### BRIEF
Starting with the line that has "Identify each instance of the dark roof" in it, repeat every line through the last one, word for word, and give nothing more.
>> begin INFORMATION SUPPLIED
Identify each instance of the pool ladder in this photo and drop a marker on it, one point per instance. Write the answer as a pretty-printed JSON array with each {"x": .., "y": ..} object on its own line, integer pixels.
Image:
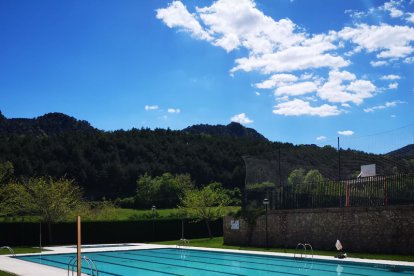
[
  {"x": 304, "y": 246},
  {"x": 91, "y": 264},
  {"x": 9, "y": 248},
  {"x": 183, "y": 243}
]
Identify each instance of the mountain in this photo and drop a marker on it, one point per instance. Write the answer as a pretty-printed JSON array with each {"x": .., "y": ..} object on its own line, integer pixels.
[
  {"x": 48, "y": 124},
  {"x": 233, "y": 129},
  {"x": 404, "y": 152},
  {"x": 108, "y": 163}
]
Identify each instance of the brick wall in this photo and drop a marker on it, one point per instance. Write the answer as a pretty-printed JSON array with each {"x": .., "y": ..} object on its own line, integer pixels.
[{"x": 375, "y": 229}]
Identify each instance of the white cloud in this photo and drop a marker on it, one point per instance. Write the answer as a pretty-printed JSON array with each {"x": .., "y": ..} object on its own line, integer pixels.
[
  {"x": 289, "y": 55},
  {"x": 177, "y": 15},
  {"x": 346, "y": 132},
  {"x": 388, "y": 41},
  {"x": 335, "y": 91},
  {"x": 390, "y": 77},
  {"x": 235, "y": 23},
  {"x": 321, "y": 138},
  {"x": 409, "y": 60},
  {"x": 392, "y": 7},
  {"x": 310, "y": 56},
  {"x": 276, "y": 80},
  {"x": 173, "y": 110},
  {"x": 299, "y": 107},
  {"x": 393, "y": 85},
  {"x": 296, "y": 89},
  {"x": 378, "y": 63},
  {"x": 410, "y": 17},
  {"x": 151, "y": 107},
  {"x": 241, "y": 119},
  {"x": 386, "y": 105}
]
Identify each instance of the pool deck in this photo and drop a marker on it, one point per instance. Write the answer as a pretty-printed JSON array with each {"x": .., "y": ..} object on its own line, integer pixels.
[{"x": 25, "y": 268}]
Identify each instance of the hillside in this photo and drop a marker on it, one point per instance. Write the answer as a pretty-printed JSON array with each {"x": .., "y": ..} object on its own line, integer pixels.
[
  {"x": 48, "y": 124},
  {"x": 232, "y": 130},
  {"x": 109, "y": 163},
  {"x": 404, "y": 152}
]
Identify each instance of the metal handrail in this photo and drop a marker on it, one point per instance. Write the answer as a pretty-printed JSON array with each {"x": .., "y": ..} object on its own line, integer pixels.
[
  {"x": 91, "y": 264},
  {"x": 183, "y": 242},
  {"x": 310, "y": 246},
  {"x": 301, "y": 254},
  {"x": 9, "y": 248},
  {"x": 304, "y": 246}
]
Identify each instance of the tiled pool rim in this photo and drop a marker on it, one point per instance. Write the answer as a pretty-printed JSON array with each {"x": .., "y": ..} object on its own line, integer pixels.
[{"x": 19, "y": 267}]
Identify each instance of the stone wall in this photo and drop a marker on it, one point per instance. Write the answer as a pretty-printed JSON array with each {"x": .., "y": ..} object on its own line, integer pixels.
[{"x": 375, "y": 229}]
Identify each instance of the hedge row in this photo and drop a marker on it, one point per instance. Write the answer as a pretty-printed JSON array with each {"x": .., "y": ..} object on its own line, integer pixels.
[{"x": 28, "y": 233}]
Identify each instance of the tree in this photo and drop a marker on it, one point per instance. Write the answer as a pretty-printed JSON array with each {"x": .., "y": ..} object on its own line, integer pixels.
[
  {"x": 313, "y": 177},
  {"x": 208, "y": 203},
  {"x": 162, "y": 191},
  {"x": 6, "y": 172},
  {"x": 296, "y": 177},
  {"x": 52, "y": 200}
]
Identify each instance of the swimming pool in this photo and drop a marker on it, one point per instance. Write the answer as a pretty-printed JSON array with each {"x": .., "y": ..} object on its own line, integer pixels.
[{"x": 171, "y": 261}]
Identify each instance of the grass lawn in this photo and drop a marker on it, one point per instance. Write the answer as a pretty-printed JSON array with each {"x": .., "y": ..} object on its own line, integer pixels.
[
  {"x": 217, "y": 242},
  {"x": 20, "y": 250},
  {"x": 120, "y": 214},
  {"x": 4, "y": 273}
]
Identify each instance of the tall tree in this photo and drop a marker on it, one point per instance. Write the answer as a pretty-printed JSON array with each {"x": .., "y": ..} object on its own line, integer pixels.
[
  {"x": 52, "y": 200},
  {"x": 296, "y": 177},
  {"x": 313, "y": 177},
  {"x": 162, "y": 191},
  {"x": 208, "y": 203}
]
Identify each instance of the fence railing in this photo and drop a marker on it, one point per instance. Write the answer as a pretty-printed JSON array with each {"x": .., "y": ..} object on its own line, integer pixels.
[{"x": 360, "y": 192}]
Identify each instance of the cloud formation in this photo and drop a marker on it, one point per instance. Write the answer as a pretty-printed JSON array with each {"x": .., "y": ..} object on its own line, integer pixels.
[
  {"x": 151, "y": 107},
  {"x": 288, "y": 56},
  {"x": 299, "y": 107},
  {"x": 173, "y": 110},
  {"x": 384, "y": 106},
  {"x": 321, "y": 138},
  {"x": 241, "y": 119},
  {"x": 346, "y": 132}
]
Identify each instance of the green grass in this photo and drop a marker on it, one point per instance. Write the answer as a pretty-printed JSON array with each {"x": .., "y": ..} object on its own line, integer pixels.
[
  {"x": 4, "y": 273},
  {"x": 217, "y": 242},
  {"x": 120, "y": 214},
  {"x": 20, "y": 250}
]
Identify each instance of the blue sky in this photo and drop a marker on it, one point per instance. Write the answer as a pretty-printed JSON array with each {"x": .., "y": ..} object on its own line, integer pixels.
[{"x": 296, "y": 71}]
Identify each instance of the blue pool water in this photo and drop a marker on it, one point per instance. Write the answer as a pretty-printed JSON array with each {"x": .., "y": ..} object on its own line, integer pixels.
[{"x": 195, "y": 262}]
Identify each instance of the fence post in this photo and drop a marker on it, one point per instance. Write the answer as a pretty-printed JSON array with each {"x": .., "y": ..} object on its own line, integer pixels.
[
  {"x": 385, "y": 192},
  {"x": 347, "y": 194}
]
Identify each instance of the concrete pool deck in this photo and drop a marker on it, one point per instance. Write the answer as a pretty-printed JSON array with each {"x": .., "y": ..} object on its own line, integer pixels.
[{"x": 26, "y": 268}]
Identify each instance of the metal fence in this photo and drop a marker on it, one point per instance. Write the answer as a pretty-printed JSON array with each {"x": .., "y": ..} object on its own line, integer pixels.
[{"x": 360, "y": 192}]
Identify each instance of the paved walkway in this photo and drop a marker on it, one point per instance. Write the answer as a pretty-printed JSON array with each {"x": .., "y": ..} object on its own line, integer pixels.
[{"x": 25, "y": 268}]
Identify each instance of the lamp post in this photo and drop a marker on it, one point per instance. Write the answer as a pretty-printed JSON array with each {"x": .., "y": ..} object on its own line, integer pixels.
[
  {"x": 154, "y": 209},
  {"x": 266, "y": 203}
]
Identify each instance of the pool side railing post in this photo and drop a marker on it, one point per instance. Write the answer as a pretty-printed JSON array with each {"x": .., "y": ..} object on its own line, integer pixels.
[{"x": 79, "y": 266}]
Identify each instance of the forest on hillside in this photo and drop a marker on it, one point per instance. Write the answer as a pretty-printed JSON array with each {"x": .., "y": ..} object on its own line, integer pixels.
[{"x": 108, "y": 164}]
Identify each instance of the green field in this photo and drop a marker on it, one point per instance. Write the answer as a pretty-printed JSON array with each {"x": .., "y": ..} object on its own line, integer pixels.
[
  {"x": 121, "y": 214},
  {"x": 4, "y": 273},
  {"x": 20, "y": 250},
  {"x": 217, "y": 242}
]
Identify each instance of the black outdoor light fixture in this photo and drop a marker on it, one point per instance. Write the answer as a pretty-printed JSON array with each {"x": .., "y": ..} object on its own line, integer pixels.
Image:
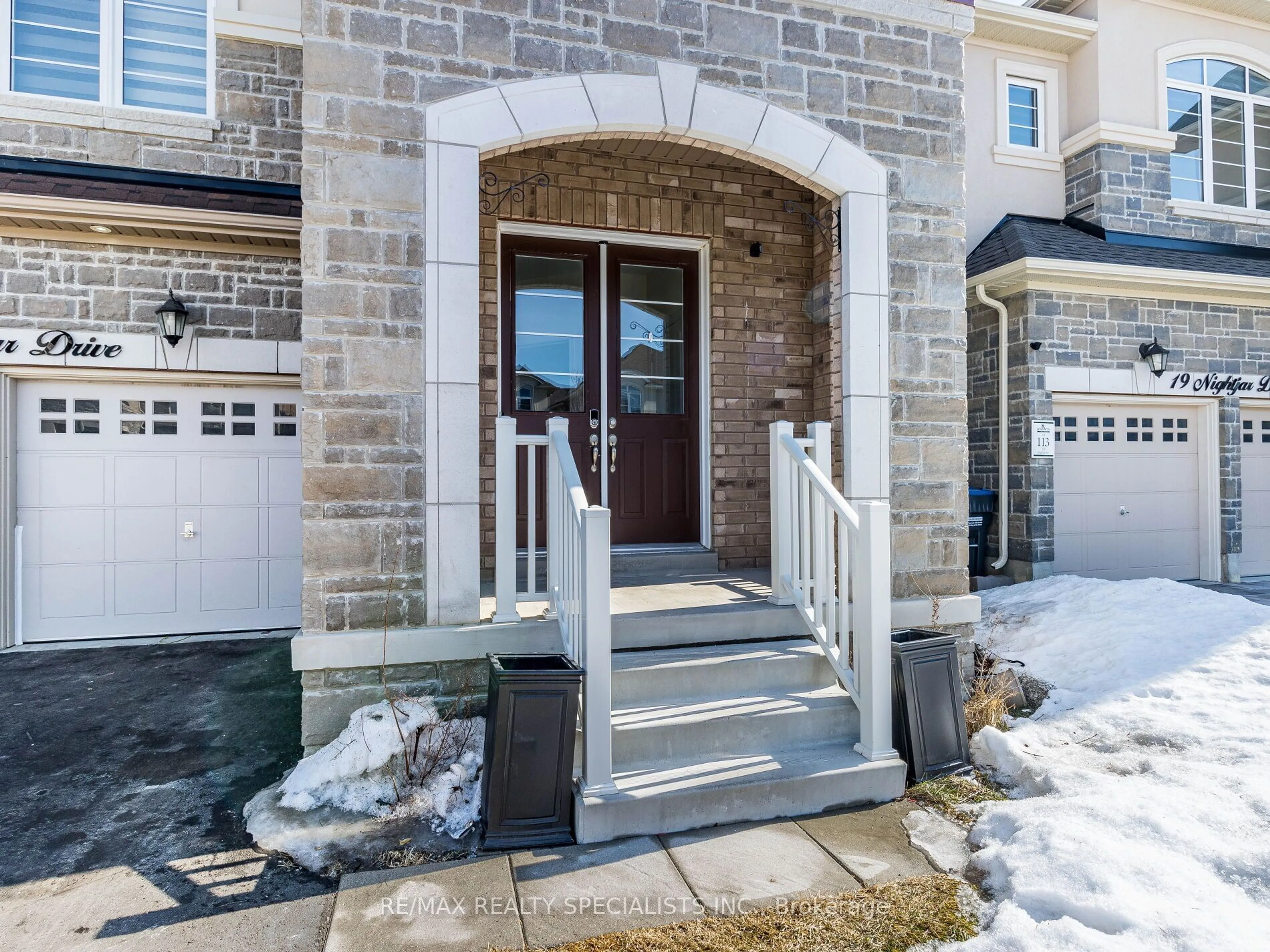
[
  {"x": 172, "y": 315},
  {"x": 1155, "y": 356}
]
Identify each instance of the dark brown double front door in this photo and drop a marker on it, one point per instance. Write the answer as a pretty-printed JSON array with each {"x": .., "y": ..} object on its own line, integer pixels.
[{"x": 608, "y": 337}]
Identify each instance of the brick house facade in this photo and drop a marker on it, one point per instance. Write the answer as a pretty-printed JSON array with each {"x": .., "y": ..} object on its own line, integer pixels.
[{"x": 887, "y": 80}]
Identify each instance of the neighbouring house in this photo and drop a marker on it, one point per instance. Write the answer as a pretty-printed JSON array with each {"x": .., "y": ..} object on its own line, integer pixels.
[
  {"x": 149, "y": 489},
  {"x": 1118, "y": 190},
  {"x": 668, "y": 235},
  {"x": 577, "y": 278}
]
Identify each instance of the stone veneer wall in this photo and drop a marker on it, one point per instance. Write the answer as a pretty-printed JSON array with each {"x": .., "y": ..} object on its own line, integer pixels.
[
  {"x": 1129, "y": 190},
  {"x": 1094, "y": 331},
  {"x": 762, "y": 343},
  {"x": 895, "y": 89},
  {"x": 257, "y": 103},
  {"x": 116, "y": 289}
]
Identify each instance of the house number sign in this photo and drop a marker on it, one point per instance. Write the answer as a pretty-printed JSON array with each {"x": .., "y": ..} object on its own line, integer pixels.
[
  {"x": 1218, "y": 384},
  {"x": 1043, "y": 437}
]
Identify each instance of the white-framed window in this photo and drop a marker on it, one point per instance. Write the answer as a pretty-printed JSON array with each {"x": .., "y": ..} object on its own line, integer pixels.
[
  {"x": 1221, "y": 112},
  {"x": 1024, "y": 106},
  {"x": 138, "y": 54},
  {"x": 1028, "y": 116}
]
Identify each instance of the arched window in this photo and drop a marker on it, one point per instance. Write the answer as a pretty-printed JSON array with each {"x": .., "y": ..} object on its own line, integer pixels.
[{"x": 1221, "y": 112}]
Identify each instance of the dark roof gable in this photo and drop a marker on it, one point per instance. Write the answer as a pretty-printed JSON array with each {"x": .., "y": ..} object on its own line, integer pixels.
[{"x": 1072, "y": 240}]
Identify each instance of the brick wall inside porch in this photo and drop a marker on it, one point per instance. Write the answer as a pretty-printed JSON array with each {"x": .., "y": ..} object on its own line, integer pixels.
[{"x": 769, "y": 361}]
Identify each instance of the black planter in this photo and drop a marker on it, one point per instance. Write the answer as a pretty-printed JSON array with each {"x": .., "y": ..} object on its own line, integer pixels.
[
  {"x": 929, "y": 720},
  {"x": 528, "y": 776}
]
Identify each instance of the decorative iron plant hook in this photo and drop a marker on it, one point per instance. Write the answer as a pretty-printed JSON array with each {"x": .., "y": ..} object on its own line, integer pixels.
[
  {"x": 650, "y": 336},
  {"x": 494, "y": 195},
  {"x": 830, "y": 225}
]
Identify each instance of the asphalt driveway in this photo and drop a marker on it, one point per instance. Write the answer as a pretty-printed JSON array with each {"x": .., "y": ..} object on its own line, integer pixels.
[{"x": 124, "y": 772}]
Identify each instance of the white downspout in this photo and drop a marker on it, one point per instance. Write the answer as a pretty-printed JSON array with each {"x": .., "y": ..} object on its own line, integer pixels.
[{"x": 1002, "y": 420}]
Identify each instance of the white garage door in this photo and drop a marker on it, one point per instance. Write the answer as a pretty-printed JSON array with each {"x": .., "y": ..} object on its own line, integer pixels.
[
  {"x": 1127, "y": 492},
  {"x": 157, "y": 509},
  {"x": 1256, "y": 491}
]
>> end INFORMATION SUPPLIED
### TASK RESULT
Identify each instance of the dark roof gable in this photo and drop a marker on it, one point per instance. Write the answer as a pretty-printed JSON array with each {"x": .., "y": ..} object on its own line, integer pixels.
[{"x": 1072, "y": 240}]
Identify each instance of the brick wall inside porch in this photo and drop a marker on it, one point per instance. Write the answer as a pretty-printed JSON array with each {"x": .., "y": ..} object on its own line, integer pixels.
[{"x": 769, "y": 361}]
Identify each instance of the black planter in this photo and drop a marker on it, one point per instance. Write the answer as a pretty-printed JSON array with each {"x": .., "y": ..} object on its own line, integer pixels.
[
  {"x": 929, "y": 720},
  {"x": 528, "y": 776}
]
Identify each instance of the decorative iron plant hook in this photo and drop a marker on it, one point per instance. Write the answer as a pretty-printed JSON array with each {"x": .., "y": ..} object on its own line, integer pixels.
[
  {"x": 650, "y": 336},
  {"x": 494, "y": 195},
  {"x": 830, "y": 225}
]
Identify each instance of the asphalt driveway in this photo and drop a marker on it, one point per instance. Write the answer as a pretty-printed JSON array with each {"x": .., "y": ..} object on its own line, integer pixels.
[{"x": 124, "y": 772}]
Identify each instance of the white downspout in this photo and drop a marker on it, one point per instance. Write the answer as a pretty-printed JSON array with each {"x": .., "y": ..} object on its own line, integer pixels.
[{"x": 1002, "y": 420}]
Identify each instance of the white garage door in this photo and drop a marker on it, one point per instance. Write the answer as a pretty-printed JSON array with each {"x": .., "y": ..} object on its own line, integer pixels.
[
  {"x": 1127, "y": 492},
  {"x": 157, "y": 509},
  {"x": 1256, "y": 491}
]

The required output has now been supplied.